Text block:
A music project for everyone.

Our founder, Laura Porter, is a Creative Health practitioner and inclusion specialist with a professional background in music performance, teaching, and ethnomusicological research.

Conclusion of Laura Porter’s DYCP. Celebratory Gig at Clarence House, Portishead. 6th July 2024.

Building upon a DYCP…

Our Project is designed to build upon the original research and development undertaken by Laura Porter during her DYCP, which ran between November 2023-August 2024.

The DYCP Focus was: Developing Inclusive Practical Music Provision in North Somerset Communities, a topic which became of special interest to Laura when she suddenly acquired a physical disability, 12 years into her music career as a woodwind specialist.

Laura devised a fresh approach to teaching and learning music that enabled the whole community to come together for collaborative practical music making, allowing everyone to participate in a way meaningful to them.

Since the DYCP Laura has also been awarded further funding from the West of England Combined Authority (WECA) to research and develop community based composing, and has completed specialist training with Creative Shift in Creative Health facilitation and Arts on Referral.

Interview on BBC Radio Somerset.

Different communities Laura has worked with through the above include:

Why it’s working…

My new approach was devised by drawing on many years of professional music experience, and lived experience of neurodivergence, complex mental health barriers, and acquired physical disability.

Professional background

I am a musician and community music leader with a background in ensemble leadership, coaching and teaching. Specialisms during my undergraduate degree at the Royal Welsh College of Music Drama included musical theatre, music pedagogy, composing for moving image and a history of Western Art Music since 1945. I performed as a pit musician with orchestras in the South West and with several small ensembles I founded. For many years I performed in professional
function bands across South Wales. I have run composition competitions culminating in performances at Bristol Beacon. I later completed an MA through the Open University, taking electives focused on ethnomusicology and evolving perceptions of professionalism in UK music since 1900. I received a distinction grade for my work on community music activities. I have served on the Executive Board of the Independent Society of Musicians, co-opted as a member after a direct approach from their Chief Executive. In the last 9 months I completed training in Creative Health facilitation with the South West’s C.H. sector leaders, Creative Shift, and was the only musician selected to the course from the entire South West region.

A change in perspective

In 2017, I experienced a life-changing accident, sustaining a leg injury that leaves me physically disabled. This injury forced me to stop all of my work and changed the way I was able to live my life. I experienced severe mental breakdown and underwent several surgeries and psychological therapies. Treatment is ongoing, and I rely on mobility aids. I have been diagnosed with Complex-PTSD, Irlen syndrome, Auditory Processing Disorder and Dyslexia. I am also Autistic, and have self-diagnosed ADHD.

Listed entries:

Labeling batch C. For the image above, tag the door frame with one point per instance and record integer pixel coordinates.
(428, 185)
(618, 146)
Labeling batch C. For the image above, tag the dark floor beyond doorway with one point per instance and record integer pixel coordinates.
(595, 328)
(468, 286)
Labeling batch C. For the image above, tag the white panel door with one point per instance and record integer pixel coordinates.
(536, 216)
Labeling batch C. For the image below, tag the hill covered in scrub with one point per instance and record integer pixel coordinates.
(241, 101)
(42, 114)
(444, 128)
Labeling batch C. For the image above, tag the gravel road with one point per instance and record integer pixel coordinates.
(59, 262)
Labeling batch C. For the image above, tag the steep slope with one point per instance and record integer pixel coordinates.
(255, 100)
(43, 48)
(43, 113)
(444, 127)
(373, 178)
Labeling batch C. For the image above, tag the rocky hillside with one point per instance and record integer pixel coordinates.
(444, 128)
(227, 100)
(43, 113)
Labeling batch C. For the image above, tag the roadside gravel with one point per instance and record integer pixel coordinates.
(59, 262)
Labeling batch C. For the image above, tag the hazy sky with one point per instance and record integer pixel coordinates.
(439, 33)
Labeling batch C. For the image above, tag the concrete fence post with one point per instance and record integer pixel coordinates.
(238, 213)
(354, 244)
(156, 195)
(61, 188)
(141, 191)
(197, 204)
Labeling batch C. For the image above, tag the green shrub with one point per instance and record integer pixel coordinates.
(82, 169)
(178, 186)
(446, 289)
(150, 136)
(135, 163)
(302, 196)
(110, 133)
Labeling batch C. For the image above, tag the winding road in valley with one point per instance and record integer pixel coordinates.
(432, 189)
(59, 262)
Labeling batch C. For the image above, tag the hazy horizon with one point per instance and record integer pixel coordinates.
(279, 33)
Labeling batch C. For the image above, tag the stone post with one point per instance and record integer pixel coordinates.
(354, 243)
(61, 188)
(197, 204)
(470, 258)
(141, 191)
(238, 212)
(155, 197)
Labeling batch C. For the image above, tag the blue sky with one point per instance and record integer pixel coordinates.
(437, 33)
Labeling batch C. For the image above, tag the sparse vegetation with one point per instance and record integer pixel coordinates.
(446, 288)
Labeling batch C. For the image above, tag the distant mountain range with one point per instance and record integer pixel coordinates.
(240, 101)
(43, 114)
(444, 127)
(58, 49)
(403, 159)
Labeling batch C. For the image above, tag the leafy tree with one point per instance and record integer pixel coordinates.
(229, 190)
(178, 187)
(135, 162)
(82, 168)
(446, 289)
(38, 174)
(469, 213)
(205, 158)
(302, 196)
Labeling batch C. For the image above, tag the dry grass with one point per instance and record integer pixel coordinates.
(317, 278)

What this task involves:
Carry on the page about Laura Porter's inclusive music project, starting right after its last sentence.

Exercise response:
The enforced break in my work provided opportunities to reflect on my priorities as a musician while considering if and how I might return to work in music.

An opportunity for change

In 2022 I received an inheritance from my late father. This let me invest in a huge range of accessible musical instruments, including interactive music technology, carefully researched to ensure I have something for everyone regardless of ability or impairment. I am driven by a desire to provide the most inclusive and accessible practical music making opportunities around and to reduce the 'othering' of vulnerable and profoundly disabled people, showcasing how much can be achieved when all members of a community are helped to be together, to learn together, and to achieve together.

Progress so far

The DYCP I was awarded in November 2023, followed by further funding from West of England Combined Authority in 2024, to develop community composition programmes, has enabled me to put all of my professional efforts into devising something truly inclusive, co-designed from its inception, and which is now ready for its next phase of development: securing the organisation’s stability and longevity.

Based in an area of low cultural investment/provision (North Somerset), I have been honing my role as a disabled arts leader, utilising my musical and delivery skills to create a culturally democratic and accessible practice, and embed it into the town I live in. I have also started to spread out into neighbouring towns such as Clevedon, Worle and Backwell. I have been selected by the Advisory Panel at Citizen’s for Culture to give a presentation on 28th September 2025, to share evidence and research I have prepared demonstrating areas of need for cultural investment, and to recommend specialist focus for consideration in cultural policy making across the WECA region.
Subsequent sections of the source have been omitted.